“Our pilot, and the experience of ISPs in many Western democracies, shows that ISP-level filtering of a defined list of URLs can be delivered with 100% accuracy,” Senator Stephen Conroy said yesterday when announcing that mandatory internet censorship — sorry, “filtering” — is going ahead.

“It also demonstrated that it can be done with negligible impact on internet speed.”

Conroy is right on both counts, as it happens — provided you gloss over that reference to “many” unnamed democracies. I wouldn’t call a dozen countries with ISP-level filtering “many”, and in some of them filtering isn’t mandatory. And provided you restrict your aims precisely to those carefully worded factoids cherry-picked from Enex TestLab’s trial report.

And provided you never make a mistake.

Blocking a defined list of URLs [specific web addresses] such as the ACMA blacklist of Refused Classification material, even 100% of it, falls far short of “protecting” children from “inappropriate” material, to use the wording of Labor’s original cyber-safety policy.

◆ Stored rows ◆

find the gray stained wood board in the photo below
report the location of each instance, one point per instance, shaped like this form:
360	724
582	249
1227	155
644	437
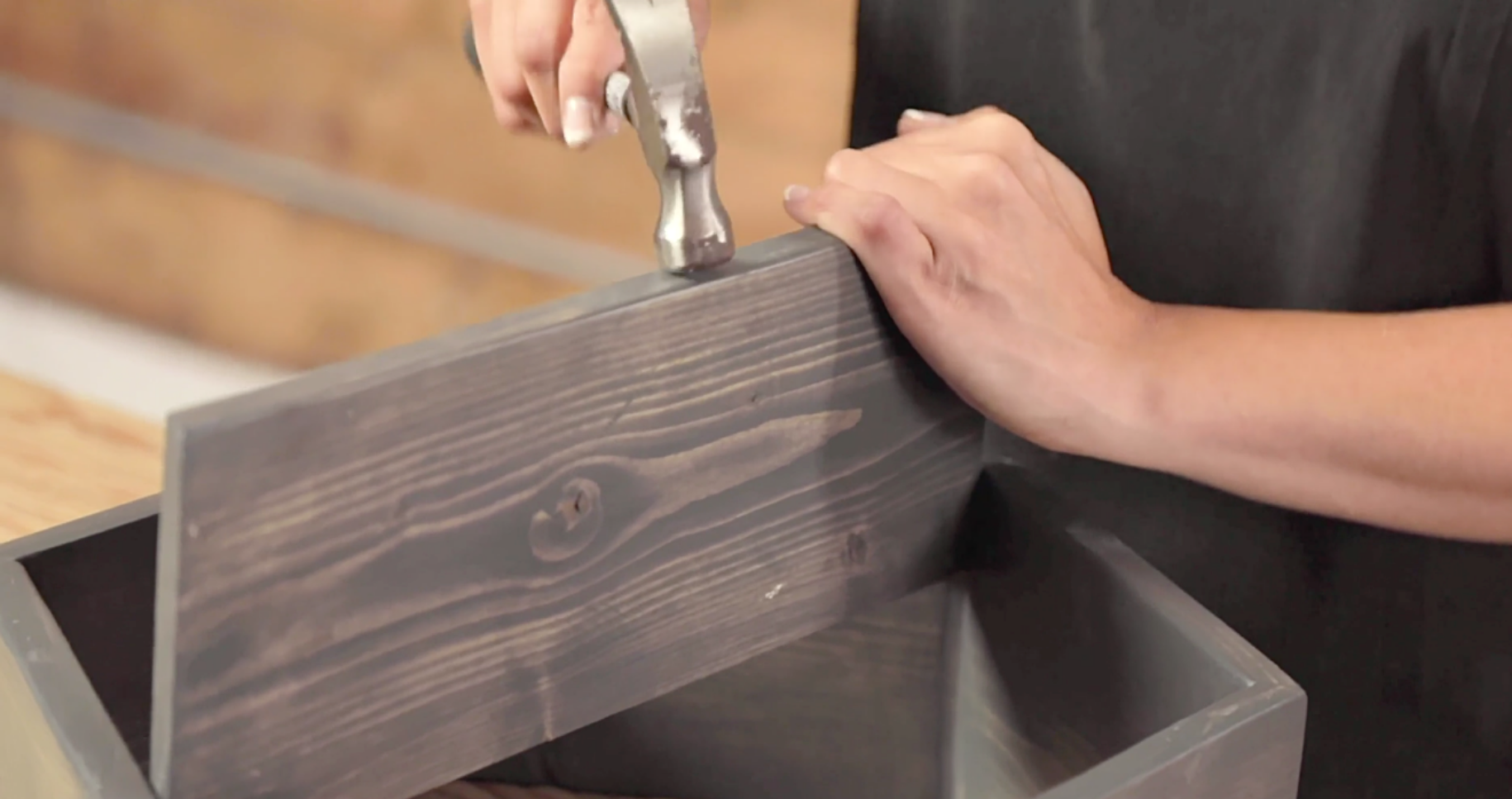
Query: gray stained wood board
389	573
1082	673
1056	664
56	733
852	711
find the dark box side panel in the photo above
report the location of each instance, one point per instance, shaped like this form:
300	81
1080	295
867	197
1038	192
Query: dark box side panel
100	591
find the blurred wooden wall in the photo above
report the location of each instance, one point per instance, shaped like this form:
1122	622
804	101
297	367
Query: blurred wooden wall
373	89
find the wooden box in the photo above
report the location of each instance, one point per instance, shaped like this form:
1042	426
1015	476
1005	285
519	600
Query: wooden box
716	538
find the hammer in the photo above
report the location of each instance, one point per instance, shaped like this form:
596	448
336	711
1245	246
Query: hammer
663	96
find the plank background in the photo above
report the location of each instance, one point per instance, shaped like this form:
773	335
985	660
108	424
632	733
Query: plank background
375	89
61	459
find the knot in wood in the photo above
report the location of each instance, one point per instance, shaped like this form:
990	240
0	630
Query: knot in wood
570	526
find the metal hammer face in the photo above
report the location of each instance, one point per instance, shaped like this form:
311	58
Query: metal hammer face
668	105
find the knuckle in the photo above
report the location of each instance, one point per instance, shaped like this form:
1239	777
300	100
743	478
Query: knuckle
535	50
590	12
989	178
511	89
844	165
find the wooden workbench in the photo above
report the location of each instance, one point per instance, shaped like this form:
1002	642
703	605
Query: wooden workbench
62	458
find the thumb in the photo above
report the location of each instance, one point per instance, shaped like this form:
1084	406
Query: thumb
593	54
888	242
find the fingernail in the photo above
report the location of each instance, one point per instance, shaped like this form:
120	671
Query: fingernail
578	121
923	116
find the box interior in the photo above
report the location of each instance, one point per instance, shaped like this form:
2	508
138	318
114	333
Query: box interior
1030	668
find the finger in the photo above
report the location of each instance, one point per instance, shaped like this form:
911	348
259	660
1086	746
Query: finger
882	233
1077	203
593	52
914	120
542	29
918	194
982	138
493	36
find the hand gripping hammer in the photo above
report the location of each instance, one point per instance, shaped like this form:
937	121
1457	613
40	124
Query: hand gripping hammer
663	96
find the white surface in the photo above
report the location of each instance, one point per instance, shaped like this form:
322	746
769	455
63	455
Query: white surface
93	356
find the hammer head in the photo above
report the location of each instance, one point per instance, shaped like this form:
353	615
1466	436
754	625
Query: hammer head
666	100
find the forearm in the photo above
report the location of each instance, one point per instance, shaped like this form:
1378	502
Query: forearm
1402	421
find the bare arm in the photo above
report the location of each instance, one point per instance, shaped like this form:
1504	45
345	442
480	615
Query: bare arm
987	253
1402	421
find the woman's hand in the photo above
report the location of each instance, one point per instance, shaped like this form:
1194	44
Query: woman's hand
546	61
987	253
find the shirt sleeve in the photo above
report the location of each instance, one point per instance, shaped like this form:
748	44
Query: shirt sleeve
1499	114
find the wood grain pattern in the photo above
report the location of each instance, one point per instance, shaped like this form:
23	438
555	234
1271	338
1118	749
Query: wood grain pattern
229	269
393	571
62	458
1085	673
380	89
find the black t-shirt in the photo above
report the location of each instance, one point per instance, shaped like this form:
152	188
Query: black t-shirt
1342	155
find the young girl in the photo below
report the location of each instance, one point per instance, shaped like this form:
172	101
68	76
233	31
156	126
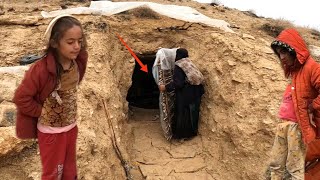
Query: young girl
46	99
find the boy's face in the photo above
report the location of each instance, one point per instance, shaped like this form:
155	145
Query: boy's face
285	57
70	44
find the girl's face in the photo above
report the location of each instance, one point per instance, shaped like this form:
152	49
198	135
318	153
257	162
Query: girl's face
70	44
285	57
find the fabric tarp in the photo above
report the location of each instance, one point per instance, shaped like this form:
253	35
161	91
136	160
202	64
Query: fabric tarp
108	8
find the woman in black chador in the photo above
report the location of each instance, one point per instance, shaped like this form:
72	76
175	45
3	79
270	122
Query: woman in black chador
187	84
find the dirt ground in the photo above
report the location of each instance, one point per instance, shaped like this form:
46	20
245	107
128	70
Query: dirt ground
243	84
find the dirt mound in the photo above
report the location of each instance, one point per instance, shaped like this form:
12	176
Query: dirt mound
243	84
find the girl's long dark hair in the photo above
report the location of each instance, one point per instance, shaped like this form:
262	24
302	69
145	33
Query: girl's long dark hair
58	30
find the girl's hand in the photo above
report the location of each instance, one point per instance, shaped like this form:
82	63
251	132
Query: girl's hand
162	87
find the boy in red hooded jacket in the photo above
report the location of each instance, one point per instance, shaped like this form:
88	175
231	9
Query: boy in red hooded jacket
300	108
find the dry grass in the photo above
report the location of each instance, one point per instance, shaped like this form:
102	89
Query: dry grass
274	27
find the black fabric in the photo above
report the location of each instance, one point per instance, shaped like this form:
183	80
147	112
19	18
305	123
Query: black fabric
187	105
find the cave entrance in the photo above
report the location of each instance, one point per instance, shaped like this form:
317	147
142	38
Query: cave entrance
144	92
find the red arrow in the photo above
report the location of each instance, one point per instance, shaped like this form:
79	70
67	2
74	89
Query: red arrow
143	67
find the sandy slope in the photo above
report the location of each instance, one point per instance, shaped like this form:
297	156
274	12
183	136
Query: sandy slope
243	87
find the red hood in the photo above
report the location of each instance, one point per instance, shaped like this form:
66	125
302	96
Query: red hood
294	40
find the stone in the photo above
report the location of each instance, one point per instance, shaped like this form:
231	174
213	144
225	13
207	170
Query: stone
10	144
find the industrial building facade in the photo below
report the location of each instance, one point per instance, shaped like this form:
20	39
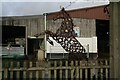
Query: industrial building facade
89	22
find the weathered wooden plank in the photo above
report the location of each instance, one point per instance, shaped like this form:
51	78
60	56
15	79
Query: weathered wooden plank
18	72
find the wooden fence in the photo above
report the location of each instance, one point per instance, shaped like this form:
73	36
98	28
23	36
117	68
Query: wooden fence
98	69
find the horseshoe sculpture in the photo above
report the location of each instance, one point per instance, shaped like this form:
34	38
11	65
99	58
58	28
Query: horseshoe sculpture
65	35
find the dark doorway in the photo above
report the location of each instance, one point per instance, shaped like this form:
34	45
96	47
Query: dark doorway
102	33
9	33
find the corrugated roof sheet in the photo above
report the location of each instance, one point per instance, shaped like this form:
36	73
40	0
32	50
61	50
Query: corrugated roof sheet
87	13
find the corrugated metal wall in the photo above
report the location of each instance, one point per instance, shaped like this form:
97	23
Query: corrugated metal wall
35	24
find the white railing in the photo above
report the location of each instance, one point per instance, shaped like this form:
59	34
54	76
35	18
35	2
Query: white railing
98	69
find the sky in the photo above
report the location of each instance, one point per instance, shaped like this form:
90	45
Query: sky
34	7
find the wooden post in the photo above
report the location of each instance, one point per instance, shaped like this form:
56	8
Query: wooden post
49	70
106	70
77	71
72	70
18	72
55	72
60	70
80	69
6	71
115	40
66	71
37	72
11	70
24	72
30	75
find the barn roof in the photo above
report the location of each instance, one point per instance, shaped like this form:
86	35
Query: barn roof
86	13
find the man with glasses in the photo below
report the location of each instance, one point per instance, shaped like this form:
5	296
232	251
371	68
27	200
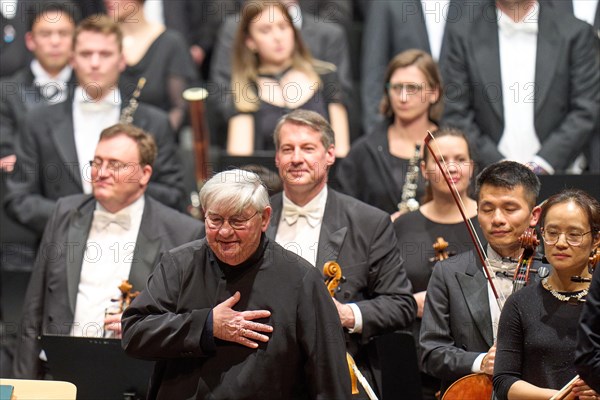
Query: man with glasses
461	314
236	316
59	140
94	242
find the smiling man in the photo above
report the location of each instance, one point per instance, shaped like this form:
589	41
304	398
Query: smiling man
236	316
59	140
94	242
461	314
323	225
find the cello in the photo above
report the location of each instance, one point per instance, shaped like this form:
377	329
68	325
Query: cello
478	386
333	273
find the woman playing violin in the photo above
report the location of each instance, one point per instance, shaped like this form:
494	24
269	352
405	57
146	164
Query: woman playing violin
538	326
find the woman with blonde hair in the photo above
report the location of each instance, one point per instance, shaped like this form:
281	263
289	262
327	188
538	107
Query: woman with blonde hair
274	73
376	169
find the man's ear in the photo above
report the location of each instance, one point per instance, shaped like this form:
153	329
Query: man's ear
29	42
535	216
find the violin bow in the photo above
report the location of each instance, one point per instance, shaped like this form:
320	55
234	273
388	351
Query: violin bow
441	163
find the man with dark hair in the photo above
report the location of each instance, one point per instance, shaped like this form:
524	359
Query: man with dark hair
94	242
461	313
58	140
322	225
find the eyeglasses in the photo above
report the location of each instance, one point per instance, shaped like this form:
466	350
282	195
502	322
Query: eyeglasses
408	88
214	221
573	238
113	165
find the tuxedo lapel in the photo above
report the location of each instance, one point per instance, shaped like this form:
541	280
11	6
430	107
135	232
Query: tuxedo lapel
485	47
474	289
147	248
333	231
277	205
77	235
63	134
549	52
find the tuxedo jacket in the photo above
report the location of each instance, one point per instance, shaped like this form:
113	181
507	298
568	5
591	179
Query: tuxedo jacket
47	166
52	292
360	238
587	355
457	324
18	97
567	85
14	52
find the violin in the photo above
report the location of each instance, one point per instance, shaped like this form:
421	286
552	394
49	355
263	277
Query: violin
333	274
126	295
529	242
439	246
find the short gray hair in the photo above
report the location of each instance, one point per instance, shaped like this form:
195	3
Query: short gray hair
310	119
233	191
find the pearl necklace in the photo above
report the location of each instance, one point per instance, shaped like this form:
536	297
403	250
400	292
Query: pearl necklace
573	299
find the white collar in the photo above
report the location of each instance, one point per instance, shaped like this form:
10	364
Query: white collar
529	23
41	76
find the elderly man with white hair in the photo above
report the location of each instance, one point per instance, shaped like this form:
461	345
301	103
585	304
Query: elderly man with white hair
235	315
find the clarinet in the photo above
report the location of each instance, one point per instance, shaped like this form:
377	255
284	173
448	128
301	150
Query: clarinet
409	189
127	113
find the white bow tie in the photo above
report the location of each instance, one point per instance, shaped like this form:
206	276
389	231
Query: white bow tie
511	28
292	212
103	219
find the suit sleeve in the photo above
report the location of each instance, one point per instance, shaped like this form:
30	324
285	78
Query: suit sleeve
459	109
166	184
27	364
587	355
8	123
24	199
322	341
563	144
374	61
390	305
153	328
508	366
440	357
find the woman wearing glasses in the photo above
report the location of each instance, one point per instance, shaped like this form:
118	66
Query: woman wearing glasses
378	165
538	325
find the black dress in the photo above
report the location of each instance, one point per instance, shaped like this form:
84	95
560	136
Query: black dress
537	337
372	174
168	69
416	235
266	117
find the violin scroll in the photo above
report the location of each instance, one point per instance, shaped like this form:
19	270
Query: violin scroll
333	272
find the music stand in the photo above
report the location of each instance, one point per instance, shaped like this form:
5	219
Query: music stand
98	367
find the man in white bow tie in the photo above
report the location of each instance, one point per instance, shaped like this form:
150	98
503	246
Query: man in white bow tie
58	140
94	242
323	225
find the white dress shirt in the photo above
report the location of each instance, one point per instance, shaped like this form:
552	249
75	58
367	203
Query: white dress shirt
436	14
106	263
8	8
53	88
302	237
518	50
585	10
89	120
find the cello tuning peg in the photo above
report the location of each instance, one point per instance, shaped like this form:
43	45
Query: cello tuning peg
543	272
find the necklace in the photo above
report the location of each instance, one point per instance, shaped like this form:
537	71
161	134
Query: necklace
571	299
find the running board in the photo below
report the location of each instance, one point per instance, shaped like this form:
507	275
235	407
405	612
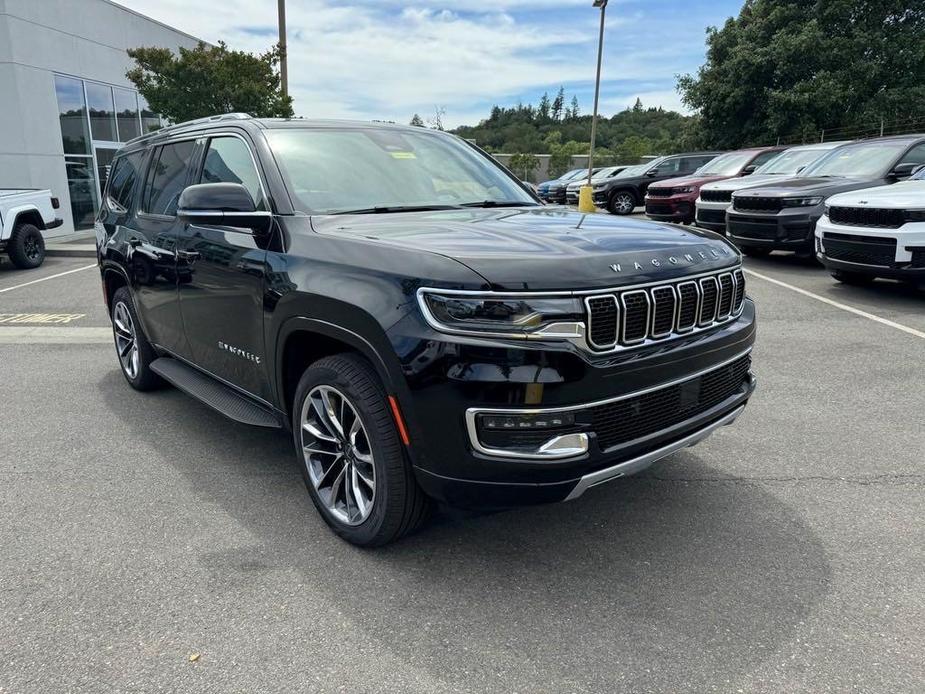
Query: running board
214	394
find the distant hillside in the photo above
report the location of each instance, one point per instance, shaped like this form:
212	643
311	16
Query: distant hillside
552	128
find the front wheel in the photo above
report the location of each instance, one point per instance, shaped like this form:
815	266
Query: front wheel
351	457
622	203
27	247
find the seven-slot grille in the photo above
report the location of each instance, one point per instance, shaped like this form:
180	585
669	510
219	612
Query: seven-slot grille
627	420
716	195
654	313
740	202
867	217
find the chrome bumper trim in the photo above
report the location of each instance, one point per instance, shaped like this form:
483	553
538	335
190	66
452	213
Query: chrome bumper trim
629	467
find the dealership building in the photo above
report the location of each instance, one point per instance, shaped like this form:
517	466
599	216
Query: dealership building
65	103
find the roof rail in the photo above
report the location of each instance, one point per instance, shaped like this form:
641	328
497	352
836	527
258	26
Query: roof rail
198	121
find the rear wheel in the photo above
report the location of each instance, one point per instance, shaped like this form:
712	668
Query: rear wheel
350	453
853	278
26	247
622	202
134	351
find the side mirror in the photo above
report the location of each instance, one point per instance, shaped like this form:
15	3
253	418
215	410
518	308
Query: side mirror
903	170
221	204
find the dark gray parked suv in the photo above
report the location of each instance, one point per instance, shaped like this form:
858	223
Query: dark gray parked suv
784	216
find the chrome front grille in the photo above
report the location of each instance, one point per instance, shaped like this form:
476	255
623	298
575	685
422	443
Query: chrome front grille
637	316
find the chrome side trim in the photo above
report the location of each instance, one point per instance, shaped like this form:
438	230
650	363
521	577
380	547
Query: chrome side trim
629	467
473	412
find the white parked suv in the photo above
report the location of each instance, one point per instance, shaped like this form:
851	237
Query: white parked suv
877	232
715	198
24	215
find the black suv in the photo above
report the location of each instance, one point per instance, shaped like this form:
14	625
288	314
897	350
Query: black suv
422	325
627	190
783	216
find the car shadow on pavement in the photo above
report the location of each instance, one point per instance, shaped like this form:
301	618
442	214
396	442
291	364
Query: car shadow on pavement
647	583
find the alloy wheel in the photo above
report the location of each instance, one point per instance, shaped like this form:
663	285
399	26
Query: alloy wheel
126	340
338	455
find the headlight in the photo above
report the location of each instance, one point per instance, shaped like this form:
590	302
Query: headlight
801	202
503	316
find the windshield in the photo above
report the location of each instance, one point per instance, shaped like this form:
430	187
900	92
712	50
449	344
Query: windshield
866	160
726	164
791	162
331	171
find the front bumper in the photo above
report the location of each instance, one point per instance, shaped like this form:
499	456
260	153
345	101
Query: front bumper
711	215
877	252
461	382
790	229
671	209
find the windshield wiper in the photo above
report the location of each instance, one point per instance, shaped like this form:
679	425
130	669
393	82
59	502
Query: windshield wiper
500	203
389	209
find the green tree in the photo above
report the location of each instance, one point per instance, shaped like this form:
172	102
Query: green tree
209	80
791	68
524	164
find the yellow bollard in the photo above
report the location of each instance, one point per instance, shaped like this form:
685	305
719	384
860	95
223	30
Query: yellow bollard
585	201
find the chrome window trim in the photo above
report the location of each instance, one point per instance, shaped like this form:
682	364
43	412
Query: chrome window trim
472	413
616	332
642	339
674	313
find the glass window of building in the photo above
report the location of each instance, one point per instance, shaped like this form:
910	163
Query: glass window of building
150	121
72	109
102	111
127	114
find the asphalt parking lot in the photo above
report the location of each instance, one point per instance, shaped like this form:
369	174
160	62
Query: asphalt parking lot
784	554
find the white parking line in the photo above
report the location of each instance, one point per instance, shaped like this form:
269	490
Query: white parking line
42	279
55	336
843	307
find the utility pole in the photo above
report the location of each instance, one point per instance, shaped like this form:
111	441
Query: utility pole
585	201
283	59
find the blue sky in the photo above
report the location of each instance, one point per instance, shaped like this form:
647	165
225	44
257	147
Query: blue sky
387	59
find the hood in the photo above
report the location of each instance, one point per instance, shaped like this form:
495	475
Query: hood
544	248
694	181
740	182
904	195
806	186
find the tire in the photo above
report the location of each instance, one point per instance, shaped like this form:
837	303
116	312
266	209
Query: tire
387	502
26	247
622	202
755	252
133	350
853	278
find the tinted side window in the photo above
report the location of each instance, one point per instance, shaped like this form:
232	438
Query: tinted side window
229	161
167	177
124	179
916	155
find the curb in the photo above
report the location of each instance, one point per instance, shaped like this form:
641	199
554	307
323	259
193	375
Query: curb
71	251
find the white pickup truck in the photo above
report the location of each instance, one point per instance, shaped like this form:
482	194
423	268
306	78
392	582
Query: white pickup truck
24	215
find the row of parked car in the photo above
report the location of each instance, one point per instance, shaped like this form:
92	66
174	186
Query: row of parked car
858	207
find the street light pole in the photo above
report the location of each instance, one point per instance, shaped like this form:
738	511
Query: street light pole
283	61
585	202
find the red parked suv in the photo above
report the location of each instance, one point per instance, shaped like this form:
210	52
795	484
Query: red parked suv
673	200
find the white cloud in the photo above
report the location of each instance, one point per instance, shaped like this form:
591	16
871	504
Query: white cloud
389	59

◆ Exercise instructions ◆
[a] In the internet filtering passage, update the part starting with "And provided you never" and going on through "original cyber-safety policy.", putting "blocklist" in place of "blacklist".
[b] According to the internet filtering passage, why does the writer object to the word "many" in the reference to Western democracies with ISP-level filtering? Answer in one to three sentences.
[c] Answer these questions from the internet filtering passage:
(i) Who made the announcement that mandatory filtering is going ahead?
(ii) From whose trial report were the quoted factoids cherry-picked?
(iii) What list is given as an example of a defined list of URLs?

◆ The results ◆
[a]
And provided you never make a mistake.

Blocking a defined list of URLs [specific web addresses] such as the ACMA blocklist of Refused Classification material, even 100% of it, falls far short of “protecting” children from “inappropriate” material, to use the wording of Labor’s original cyber-safety policy.

[b] The writer would not call a dozen countries with ISP-level filtering "many." The writer also notes that in some of those countries the filtering is not mandatory.

[c]
(i) Senator Stephen Conroy
(ii) Enex TestLab's
(iii) The ACMA blacklist of Refused Classification material